El Grupo Empresarial Antioqueño –GEA–, que algunos negacionistas parroquiales dicen ahora que no existe, funge desde hace décadas como un poder detrás del trono, no solo en la toma de las decisiones económicas sino también en las decisiones políticas que afectan al departamento y especialmente a la ciudad. El control estratégico indiscutido de ese grupo sobre Medellín y el departamento, ocurre de manera silenciosa o por lo menos sin sobresaltos que desestabilicen el statu quo local. Las denominaciones “Sindicato antioqueño” o “GEA” son desconocidas para los ciudadanos comunes y corrientes.
El empresariado antioqueño fue una élite pujante desde mediados del siglo XIX, cuando se echó al hombro el desarrollo de este departamento y creó un imaginario sobre la grandeza paisa, éticamente discutible pero eficaz como proyecto social, económico y cultural, imaginario que hoy aprovechan los “cacaos” locales del siglo XXI para hablar sobre sí mismos y reclamar una autoridad intelectual y moral que no tienen. Ese GEA de hoy, es la herencia decadente de una antioqueñidad que quedó en los libros de historia, transformado desde fines del siglo pasado en un cartel empresarial intocable, que mete sus manos no solo en el Estado y sus instituciones, sino también en los patrimonios públicos más preciados como EPM.
La fuerza que decide
Desde 1988 que los alcaldes son elegidos popularmente, ha sido el Sindicato Antioqueño, hoy GEA, la fuerza que decide quién gobierna a Medellín, sea porque provenga de sus redes de aliados o porque simplemente se le dé la palmadita en la espalda. Nadie desde entonces ha gobernado la ciudad sin el visto bueno del gran empresariado, o sin su consentimiento, sin su apoyo o sin sus recomendados en las posiciones claves de la administración. Cabe aquí reconocer que al interior del GEA conviven diversas fuerzas políticas tradicionales, a través de las cuales ese conglomerado incide en las elecciones de autoridades a nivel departamental y municipal, y más allá de ellas, en toda la vida política de la región.

**Ejercicios propuestos**
**1.** Enumera todo aquello sin lo cual, según el fragmento sobre el GEA, nadie ha gobernado Medellín desde 1988.
**2.** Prosigue el fragmento sobre el GEA a partir de su última oración.
Los datos que aparecen a continuación son un material independiente del fragmento.

**Extractos de datos**
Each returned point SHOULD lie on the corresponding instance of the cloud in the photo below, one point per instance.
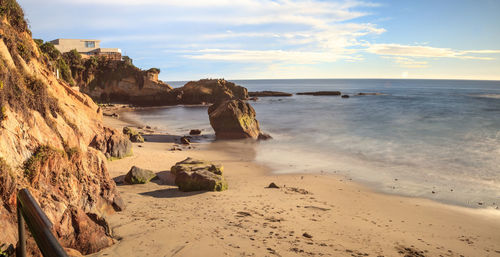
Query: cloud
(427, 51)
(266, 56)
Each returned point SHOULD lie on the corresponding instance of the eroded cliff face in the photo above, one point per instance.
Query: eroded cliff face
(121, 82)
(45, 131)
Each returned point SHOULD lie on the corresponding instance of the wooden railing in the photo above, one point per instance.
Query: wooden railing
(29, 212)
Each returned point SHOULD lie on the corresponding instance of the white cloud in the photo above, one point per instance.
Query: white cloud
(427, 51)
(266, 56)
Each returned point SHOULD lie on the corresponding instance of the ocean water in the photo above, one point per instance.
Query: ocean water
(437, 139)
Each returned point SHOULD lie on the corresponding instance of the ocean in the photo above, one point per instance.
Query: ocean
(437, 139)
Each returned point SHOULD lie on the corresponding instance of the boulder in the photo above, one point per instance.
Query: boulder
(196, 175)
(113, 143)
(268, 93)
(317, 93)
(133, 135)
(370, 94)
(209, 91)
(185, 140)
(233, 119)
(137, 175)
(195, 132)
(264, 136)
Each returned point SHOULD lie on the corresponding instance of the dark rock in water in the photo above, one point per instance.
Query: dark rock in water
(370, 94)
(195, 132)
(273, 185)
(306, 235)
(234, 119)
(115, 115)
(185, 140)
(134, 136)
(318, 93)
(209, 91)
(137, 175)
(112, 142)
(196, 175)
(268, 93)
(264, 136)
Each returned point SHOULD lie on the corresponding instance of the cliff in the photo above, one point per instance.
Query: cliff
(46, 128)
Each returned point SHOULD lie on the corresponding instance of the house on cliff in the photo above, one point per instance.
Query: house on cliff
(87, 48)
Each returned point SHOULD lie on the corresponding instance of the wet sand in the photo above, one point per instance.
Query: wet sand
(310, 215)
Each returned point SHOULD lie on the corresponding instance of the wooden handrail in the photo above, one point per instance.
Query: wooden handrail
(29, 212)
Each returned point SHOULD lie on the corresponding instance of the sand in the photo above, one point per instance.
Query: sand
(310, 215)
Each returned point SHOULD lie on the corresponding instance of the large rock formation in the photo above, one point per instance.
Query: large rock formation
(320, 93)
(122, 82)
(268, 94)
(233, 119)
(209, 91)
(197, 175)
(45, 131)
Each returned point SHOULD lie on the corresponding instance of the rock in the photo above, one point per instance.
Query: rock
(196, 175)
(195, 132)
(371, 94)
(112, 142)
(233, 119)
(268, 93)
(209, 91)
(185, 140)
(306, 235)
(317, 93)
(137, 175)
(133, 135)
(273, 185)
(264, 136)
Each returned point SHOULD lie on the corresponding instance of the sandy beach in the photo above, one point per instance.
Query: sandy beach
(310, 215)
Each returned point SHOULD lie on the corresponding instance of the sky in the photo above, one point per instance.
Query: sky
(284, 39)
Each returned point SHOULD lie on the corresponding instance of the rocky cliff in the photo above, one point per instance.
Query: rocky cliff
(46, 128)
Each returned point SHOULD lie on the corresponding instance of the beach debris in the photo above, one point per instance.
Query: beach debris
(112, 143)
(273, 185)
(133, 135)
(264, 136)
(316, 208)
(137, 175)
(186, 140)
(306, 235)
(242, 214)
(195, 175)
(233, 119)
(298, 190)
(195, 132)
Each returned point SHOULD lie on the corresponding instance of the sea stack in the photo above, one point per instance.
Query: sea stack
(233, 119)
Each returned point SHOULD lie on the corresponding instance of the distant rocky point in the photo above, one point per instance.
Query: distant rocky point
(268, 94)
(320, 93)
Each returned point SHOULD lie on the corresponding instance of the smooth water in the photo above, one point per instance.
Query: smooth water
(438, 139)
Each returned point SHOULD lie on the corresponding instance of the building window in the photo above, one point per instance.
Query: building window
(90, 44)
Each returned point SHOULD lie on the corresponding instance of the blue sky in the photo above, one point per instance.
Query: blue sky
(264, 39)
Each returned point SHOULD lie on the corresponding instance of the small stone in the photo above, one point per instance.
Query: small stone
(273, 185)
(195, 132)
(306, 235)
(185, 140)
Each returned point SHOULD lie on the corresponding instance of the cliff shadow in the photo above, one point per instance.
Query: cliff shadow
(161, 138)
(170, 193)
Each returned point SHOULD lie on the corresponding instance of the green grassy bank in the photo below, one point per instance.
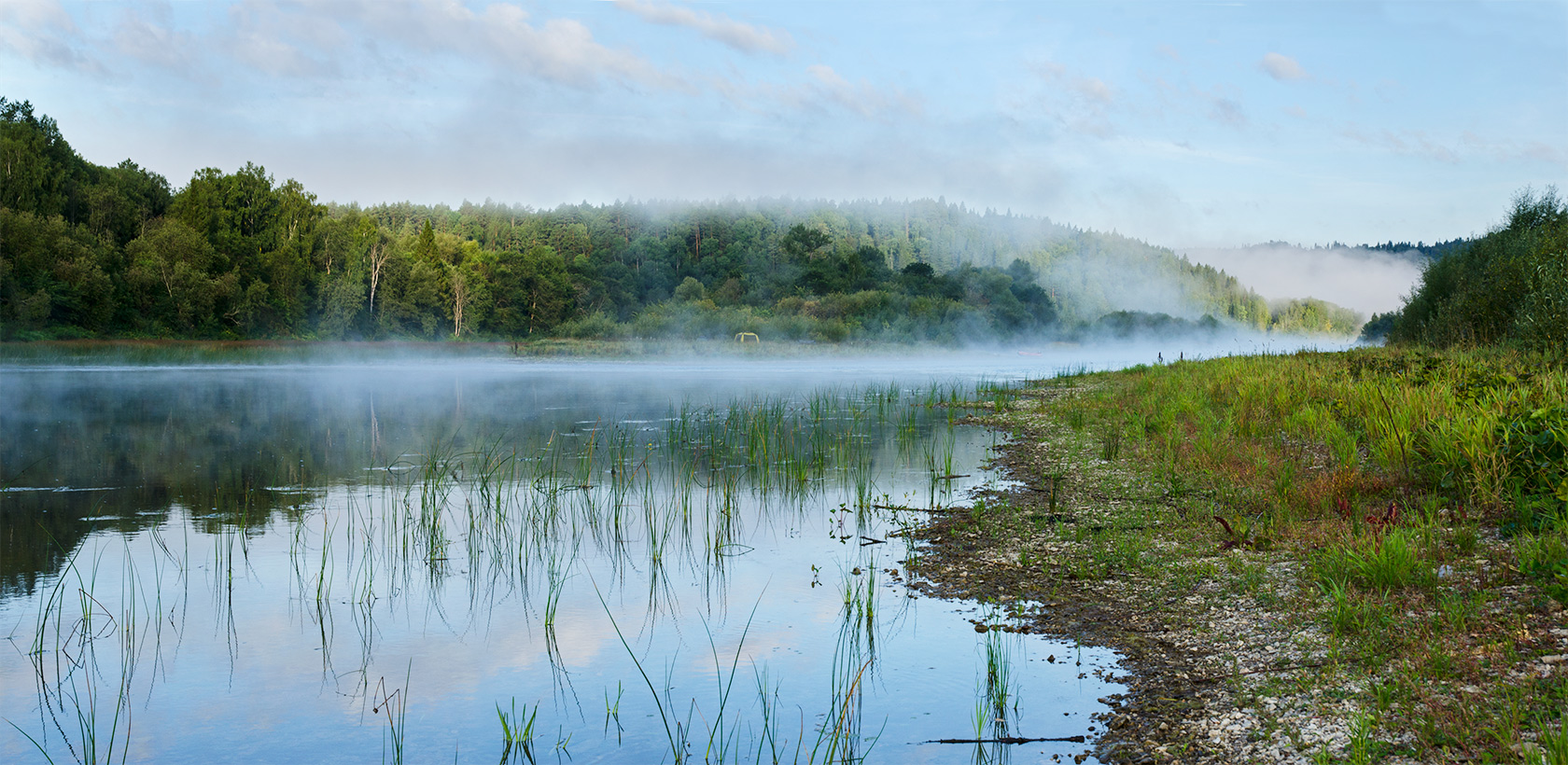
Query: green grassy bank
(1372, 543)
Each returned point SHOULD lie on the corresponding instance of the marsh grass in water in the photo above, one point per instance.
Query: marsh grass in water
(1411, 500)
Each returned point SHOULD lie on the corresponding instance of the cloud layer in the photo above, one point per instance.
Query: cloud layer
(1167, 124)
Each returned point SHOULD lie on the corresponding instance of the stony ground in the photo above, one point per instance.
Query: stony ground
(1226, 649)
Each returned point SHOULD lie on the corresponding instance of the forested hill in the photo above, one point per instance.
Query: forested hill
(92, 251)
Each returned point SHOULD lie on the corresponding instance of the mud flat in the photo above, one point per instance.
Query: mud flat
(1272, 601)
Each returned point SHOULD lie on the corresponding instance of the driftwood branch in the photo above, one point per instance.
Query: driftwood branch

**Respuestas esperadas**
**1.** El visto bueno del gran empresariado; su consentimiento; su apoyo; sus recomendados en las posiciones claves de la administración.

**2.**
En la capacidad de cooptación del alto empresariado paisa, hay una tradición que nunca ha dejado de aprovechar: es la antipolítica. El discurso antipolítico no es nuevo en la vida pública antioqueña; desde el siglo XIX los dirigentes paisas fueron remisos a la política profesional y siempre la entendieron como una extensión de los negocios. Conservadores en política y liberales en economía, siempre optaron por el pragmatismo y desconfiaron del Estado.
Aunque se vista de bluyines, la actual antipolítica de la élite antioqueña es la reedición de un viejo prejuicio regional, que hoy como ayer ha rendido excelentes dividendos a la hora de los balances económicos, pero ha sacrificado los controles desde abajo, la participación ciudadana, popular y democrática en la toma de las grandes decisiones.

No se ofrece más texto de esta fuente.